_Required work_.
a – Answer these questions using the article on retroactive Medicare payments to physicians:
(i) On what date was the letter to HHS Secretary Kathleen Sebelius sent?
(ii) How many provisions of the Affordable Care Act call for CMS to reimburse physicians retroactively?
(iii) Which state had the largest GPCI increase among those listed, and by what percentage?
b – Pick up the article on retroactive Medicare payments to physicians after its final sentence and keep writing.

As 2010 draws to a close, physician organizations around the country, including the AAFP, are fighting to ensure their members receive retroactive Medicare payments due to them. In a Dec. 9 letter to HHS Secretary Kathleen Sebelius, a number of these organizations point out that CMS has yet to provide retroactive payment increases for 2010.
"We, the undersigned organizations, urge the administration to take the necessary steps to immediately reimburse physicians for the payment changes that are outlined below," says the letter. The correspondence was coordinated by the AMA and signed by the AAFP and scores of other physician organizations, including medical societies from all 50 states and the District of Columbia.
Language in the Patient Protection and Affordable Care Act -- as well as corrections made in the final 2010 Medicare physician fee schedule -- resulted in payments that are retroactively owed to physicians. Specifically, the Affordable Care Act implemented six provisions that call for CMS to reimburse physicians retroactively back to Jan. 1, 2010.
Of particular interest to family physicians, CMS is directed to extend the 1.0 work geographic practice cost index, or GPCI, floor that expired on Dec. 31, 2009, and raise practice expense GPCIs in low-cost areas by reflecting only half the geographic wage and rent cost differences in their calculation.
The letter pointed out that more than 40 states were affected by the GPCI increases. Some of the most significant increases occurred in North Dakota (7.0 percent); Montana (6.7 percent); Wyoming (6.4 percent); Mississippi (5.9 percent); West Virginia (5.6 percent); Kentucky (5.2 percent); and Kansas (4.6 percent).

_Record set_.

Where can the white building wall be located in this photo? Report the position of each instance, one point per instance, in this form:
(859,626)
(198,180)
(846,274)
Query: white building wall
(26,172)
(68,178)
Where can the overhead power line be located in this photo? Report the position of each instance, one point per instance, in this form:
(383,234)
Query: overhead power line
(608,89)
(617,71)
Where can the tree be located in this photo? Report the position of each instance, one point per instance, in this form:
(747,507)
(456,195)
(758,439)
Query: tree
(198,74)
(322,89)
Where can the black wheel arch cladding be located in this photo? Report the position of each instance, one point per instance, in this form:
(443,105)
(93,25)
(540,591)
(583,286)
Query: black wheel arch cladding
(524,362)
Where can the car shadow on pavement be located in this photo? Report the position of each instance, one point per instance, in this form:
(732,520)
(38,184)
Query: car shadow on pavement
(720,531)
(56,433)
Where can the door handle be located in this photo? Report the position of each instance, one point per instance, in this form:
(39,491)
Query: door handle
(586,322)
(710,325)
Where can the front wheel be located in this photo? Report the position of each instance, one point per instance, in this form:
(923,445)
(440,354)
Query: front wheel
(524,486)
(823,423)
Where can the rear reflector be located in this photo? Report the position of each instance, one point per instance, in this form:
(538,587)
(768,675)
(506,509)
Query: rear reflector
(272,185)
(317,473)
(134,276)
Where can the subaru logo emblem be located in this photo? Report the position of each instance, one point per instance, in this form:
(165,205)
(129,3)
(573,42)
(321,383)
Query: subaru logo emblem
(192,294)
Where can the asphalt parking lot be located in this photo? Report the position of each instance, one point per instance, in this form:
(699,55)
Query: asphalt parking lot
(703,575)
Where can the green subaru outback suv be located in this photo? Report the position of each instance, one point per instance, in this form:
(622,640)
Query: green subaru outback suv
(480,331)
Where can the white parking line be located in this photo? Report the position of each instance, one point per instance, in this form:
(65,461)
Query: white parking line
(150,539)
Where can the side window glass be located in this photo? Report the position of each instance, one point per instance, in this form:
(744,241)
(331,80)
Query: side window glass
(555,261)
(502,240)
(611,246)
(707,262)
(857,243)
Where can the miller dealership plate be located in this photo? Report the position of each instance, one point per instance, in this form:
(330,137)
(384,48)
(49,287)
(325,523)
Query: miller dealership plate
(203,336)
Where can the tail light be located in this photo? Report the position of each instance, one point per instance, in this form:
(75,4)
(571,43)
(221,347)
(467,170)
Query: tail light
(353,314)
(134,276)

---

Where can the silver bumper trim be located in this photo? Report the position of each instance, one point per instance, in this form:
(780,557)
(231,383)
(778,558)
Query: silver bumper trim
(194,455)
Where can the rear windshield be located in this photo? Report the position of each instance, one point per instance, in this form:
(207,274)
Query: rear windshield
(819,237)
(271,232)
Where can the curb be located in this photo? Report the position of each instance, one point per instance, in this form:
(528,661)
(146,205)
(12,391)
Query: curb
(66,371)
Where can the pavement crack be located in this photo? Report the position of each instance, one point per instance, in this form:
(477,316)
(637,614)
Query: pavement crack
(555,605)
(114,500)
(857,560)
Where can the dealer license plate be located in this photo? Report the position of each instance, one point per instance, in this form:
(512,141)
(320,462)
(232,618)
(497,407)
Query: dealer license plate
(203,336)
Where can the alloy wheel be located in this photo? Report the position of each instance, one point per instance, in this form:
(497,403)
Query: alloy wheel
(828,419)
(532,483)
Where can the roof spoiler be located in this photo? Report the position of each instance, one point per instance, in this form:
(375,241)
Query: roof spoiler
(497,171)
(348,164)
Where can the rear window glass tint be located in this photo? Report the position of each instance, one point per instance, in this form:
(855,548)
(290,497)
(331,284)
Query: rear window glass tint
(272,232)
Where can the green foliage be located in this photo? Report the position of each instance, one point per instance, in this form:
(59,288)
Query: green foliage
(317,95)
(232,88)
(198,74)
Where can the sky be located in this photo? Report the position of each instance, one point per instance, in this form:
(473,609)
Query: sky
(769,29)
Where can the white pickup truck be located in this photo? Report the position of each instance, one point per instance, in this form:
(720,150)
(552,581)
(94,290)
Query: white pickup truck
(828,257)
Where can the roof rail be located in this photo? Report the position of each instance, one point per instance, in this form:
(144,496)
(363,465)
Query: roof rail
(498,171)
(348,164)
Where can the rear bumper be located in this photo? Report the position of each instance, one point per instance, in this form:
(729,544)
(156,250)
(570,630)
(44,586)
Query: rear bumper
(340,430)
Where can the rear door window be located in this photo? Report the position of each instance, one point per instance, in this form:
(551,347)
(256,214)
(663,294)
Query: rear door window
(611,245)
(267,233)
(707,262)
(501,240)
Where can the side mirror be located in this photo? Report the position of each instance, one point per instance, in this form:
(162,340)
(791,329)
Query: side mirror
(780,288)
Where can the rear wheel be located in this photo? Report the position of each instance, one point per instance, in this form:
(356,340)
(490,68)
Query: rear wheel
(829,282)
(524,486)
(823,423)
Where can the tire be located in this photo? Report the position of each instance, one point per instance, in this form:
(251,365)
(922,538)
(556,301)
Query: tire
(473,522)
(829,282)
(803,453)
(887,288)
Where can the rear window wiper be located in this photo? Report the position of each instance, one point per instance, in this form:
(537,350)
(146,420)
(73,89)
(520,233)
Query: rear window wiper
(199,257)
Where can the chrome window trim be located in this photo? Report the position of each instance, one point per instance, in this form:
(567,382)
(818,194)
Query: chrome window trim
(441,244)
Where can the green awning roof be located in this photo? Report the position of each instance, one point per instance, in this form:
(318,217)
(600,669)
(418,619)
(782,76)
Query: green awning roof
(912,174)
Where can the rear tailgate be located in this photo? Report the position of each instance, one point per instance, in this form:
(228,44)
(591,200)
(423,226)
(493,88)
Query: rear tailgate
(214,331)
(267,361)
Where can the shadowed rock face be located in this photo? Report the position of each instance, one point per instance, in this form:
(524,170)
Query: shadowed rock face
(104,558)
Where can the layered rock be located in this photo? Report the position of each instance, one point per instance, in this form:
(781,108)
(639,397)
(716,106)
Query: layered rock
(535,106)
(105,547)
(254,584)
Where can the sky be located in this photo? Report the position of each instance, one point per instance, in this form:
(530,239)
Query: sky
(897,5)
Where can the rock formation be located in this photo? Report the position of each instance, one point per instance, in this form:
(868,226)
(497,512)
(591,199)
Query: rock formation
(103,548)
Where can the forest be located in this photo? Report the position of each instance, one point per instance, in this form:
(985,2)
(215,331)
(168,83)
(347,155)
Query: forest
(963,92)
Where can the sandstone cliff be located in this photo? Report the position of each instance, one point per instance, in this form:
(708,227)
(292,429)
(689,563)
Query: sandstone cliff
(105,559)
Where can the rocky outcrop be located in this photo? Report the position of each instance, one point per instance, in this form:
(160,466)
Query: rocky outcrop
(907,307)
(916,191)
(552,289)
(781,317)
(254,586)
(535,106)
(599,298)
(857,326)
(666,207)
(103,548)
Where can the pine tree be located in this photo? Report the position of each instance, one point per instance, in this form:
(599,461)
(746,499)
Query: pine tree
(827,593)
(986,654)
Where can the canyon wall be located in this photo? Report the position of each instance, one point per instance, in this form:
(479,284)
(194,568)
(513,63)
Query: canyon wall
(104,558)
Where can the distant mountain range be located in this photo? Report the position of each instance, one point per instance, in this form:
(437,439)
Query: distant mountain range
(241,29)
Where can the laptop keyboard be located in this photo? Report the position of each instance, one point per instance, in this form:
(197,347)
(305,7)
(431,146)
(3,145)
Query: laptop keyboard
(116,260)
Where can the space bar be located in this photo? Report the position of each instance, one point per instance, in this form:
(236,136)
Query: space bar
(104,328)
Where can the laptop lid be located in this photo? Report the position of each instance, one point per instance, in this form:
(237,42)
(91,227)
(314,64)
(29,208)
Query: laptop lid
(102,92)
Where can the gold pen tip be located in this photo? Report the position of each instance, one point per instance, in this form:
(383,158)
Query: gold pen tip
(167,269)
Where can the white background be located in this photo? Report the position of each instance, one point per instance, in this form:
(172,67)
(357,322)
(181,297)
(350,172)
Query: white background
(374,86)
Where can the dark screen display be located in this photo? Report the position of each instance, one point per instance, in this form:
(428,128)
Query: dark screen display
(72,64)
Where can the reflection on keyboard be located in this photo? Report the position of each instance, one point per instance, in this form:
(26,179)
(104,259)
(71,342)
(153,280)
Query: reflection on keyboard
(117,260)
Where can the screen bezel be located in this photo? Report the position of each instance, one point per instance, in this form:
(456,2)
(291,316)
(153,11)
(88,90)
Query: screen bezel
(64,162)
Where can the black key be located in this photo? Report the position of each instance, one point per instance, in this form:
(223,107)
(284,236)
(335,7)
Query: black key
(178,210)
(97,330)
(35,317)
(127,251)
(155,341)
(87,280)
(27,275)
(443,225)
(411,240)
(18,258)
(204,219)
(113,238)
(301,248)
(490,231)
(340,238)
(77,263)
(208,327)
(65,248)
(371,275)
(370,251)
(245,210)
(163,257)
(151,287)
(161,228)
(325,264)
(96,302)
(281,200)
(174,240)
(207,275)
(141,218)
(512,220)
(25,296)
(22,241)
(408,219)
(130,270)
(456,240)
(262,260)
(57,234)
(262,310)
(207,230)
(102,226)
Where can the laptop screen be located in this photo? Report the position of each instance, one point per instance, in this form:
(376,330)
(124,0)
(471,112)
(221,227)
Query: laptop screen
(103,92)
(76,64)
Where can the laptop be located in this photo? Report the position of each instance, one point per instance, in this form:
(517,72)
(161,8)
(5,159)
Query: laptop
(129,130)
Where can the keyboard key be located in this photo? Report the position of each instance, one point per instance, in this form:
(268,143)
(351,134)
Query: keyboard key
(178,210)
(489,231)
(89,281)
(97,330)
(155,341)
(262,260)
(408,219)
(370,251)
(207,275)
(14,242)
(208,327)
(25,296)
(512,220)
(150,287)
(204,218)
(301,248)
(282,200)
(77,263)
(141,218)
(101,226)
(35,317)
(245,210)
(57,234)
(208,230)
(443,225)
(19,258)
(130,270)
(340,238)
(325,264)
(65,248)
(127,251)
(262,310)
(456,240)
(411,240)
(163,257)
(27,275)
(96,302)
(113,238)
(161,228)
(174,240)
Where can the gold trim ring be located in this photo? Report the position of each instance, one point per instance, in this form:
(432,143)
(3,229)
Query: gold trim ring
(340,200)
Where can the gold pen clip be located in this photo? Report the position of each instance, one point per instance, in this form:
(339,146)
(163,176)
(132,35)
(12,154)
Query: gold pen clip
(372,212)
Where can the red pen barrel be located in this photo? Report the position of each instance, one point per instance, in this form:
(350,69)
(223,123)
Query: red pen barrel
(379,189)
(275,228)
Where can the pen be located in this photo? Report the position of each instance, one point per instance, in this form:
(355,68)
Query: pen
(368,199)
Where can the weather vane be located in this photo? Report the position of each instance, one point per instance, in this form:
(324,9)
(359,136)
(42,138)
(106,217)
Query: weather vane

--

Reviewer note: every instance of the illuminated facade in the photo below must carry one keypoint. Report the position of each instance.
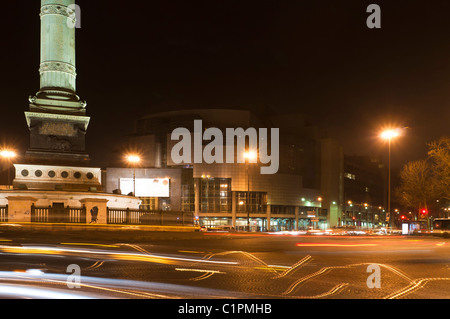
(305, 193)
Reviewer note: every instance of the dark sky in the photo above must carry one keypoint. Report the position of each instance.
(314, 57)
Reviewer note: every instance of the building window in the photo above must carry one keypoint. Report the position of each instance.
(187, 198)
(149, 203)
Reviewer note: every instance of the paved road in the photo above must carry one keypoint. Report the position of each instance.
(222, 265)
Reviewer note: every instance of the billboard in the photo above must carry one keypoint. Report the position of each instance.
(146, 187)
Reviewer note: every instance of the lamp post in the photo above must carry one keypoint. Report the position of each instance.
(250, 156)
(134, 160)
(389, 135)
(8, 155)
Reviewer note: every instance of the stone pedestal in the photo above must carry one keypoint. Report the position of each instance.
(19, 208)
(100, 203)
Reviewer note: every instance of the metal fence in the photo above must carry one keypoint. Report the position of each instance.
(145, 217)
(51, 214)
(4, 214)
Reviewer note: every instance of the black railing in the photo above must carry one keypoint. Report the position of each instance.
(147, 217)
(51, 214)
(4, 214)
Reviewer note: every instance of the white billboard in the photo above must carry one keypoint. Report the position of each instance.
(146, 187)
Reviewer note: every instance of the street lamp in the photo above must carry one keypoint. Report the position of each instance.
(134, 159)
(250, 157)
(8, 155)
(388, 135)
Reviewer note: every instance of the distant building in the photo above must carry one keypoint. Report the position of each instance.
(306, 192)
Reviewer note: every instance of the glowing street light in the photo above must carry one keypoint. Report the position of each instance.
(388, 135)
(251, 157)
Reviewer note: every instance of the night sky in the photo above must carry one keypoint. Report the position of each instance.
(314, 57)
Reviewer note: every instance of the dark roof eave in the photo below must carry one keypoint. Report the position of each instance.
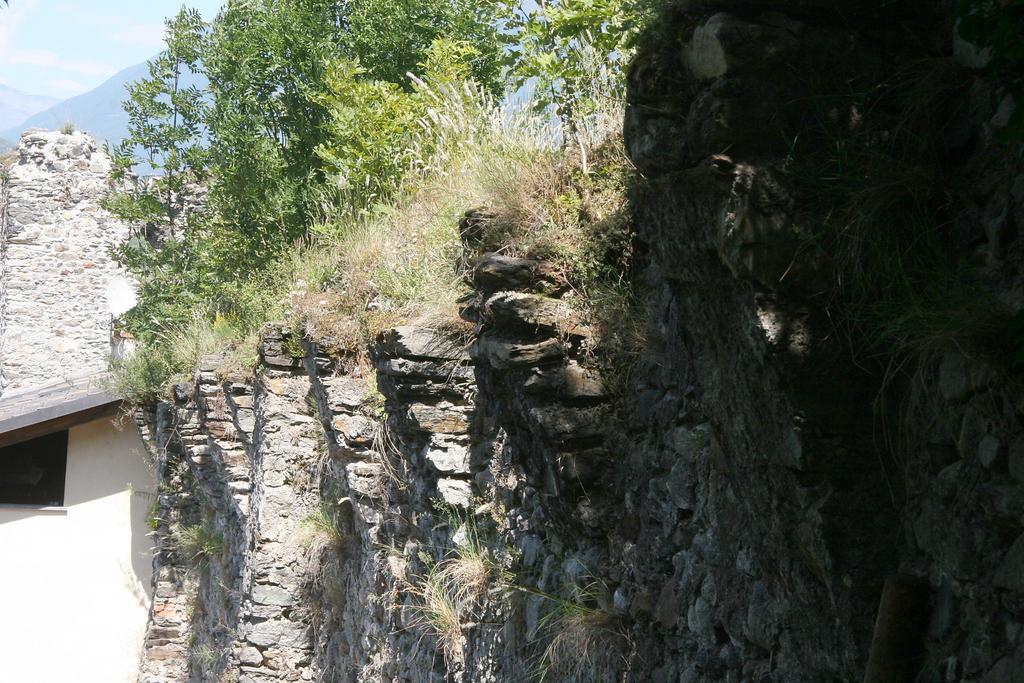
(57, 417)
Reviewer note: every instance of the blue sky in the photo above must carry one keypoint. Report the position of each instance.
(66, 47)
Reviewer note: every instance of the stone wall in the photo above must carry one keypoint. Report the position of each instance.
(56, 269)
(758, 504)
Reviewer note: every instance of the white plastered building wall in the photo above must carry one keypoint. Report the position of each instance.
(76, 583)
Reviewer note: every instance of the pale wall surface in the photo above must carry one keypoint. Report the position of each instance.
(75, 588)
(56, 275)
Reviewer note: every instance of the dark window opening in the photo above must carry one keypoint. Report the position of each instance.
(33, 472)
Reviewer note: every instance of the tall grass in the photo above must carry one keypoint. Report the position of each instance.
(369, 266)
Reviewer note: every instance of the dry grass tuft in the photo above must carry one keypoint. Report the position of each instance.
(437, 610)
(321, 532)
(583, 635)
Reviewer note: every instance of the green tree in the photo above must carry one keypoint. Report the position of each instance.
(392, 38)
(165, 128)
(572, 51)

_Results by task_.
a –
(i) Dec. 9
(ii) Six
(iii) North Dakota, with 7.0 percent

b –
CMS also is required by law to
- increase payments for bone density tests,
- extend the 5 percent add-on payment for specified psychiatry services,
- extend the therapy cap exception that expired on April 1, and
- extend a provision allowing independent labs to bill for the technical component of physician pathology services.
"Failure to reimburse physicians for these retroactive payment changes comes on the heels of an extremely disruptive year for our patients," wrote the organizations. "Throughout 2010, Congress enacted short-term, stop-gap measures (to forestall Medicare payment cuts) for durations as short as one month."
The letter calls the payment uncertainties in 2010 due to threatened cuts in Medicare physician payments "highly disruptive" and says that some practices were forced to take out loans to meet payroll and other expenses.
The organizations point out that the recently passed Medicare and Medicaid Extenders Act of 2010(frwebgate.access.gpo.gov) included $200 million to enable CMS to process the retroactive pay increases, and they urged CMS to act immediately to do so.